**AUFGABEN**
A. Zähle alle Usedomer Kaiserbäder auf, die im Textauszug genannt werden.
B. Entscheide anhand des Textauszugs, ob jede Aussage zutrifft, und belege deine Antwort mit den entscheidenden Worten: (i) Der örtliche Rewe hat bis 22 Uhr geöffnet. (ii) Am ersten Abend aßen sie in einem Restaurant. (iii) Die Ferienwohnung liegt an der Strandpromenade.
C. Gib einen Abschnitt aus dem Textauszug wortgetreu wieder: Setze bei den Worten „Es waren auch“ ein und höre nach „nicht mehr herauskam.“ auf.

-------- TEXTAUSZUG --------

Doch nach dem Auspacken zog es uns endgültig hinunter an den Strand und ans Meer. Praktischerweise mussten wir dafür nur die Straße überqueren.
Es waren auch nur wenige Gehminuten bis zur Seebrücke, von wo wir einen herrlichen Blick übers Meer und unseren Urlaubsort Bansin, eines der drei Usedomer Kaiserbäder (die anderen sind Ahlbeck und Heringsdorf) hatten. Für den Rückweg nahmen wir dann die Strandpromenade und sahen dort nicht nur Nachbauten der historischen Bäderkarren, sondern auch viele schöne Beispiele der sog. Bäderarchitektur. Vor allem in der Bergstraße, in der auch unsere Ferienwohnung liegt, reiht sich ein traumhaft schönes Haus ans andere, so dass ich aus dem Fotografieren gar nicht mehr herauskam.
Nur das Abendessen gestaltete sich schwierig: Die Restaurants, in denen wir nach einem Tisch fragten, winkten allesamt ab, alles ausgebucht! Wir lernten schnell, dass es ratsam ist, vorab zu reservieren, denn aufgrund von Corona müssen die Gastronomen auch in Mecklenburg-Vorpommern besondere Regeln einhalten und ihre Tische z.B. weiter auseinander stellen.
Da wir aber ohnehin noch einkaufen wollten (der örtliche Rewe hat bis 22 Uhr geöffnet), disponierten wir eben um und kochten an diesem ersten Abend zuhause in unserer Wohnung, mit Blick auf das Meer.

-------- AUFLISTUNG --------

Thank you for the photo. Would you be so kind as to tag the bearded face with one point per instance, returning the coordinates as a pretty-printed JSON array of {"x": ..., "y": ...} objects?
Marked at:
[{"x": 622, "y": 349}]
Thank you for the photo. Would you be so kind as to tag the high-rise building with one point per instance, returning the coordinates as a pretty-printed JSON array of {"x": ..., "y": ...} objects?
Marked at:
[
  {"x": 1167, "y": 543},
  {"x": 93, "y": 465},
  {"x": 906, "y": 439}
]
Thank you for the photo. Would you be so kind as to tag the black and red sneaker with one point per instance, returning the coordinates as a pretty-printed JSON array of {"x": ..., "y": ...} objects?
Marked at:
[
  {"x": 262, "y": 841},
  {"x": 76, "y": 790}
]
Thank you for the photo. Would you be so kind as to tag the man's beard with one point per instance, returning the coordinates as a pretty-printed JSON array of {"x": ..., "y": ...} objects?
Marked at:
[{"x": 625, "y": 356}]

--------

**LÖSUNGEN JE AUFGABE**
A. Bansin, Ahlbeck, Heringsdorf

B.
(i) Ja: „der örtliche Rewe hat bis 22 Uhr geöffnet“
(ii) Nein: „kochten an diesem ersten Abend zuhause in unserer Wohnung“
(iii) Nein: „Vor allem in der Bergstraße, in der auch unsere Ferienwohnung liegt“

C.
Es waren auch nur wenige Gehminuten bis zur Seebrücke, von wo wir einen herrlichen Blick übers Meer und unseren Urlaubsort Bansin, eines der drei Usedomer Kaiserbäder (die anderen sind Ahlbeck und Heringsdorf) hatten. Für den Rückweg nahmen wir dann die Strandpromenade und sahen dort nicht nur Nachbauten der historischen Bäderkarren, sondern auch viele schöne Beispiele der sog. Bäderarchitektur. Vor allem in der Bergstraße, in der auch unsere Ferienwohnung liegt, reiht sich ein traumhaft schönes Haus ans andere, so dass ich aus dem Fotografieren gar nicht mehr herauskam.